## AIM OF THE EXERCISE
Quote the material below in full, word for word, and omit the pictures from your answer.

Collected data
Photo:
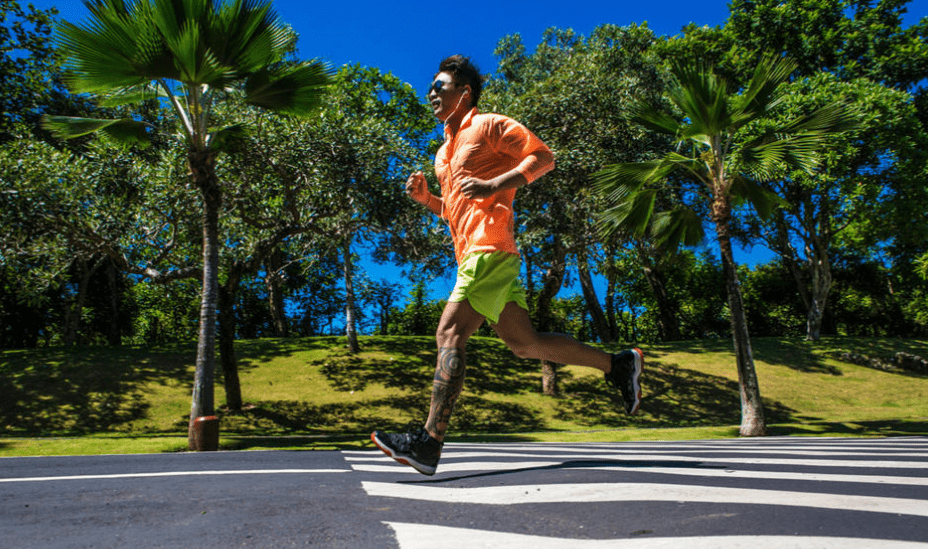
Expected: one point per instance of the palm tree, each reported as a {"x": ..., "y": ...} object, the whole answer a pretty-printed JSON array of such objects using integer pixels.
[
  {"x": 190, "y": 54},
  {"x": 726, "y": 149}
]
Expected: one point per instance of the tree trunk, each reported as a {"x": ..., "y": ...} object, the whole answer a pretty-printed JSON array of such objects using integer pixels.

## RESPONSE TO THE EXERCISE
Photo:
Expected: one point per instance of the palm tree, each reported as a {"x": ..., "y": ...} object, the whole answer a pretty-printed JSON array of such objects using integer pixels.
[
  {"x": 190, "y": 54},
  {"x": 726, "y": 149}
]
Expected: one point per instance of the tree trunk, each reported as a {"x": ..., "y": ...} object, the whole answer a pretty-printed JSON array of such objects using integer pixels.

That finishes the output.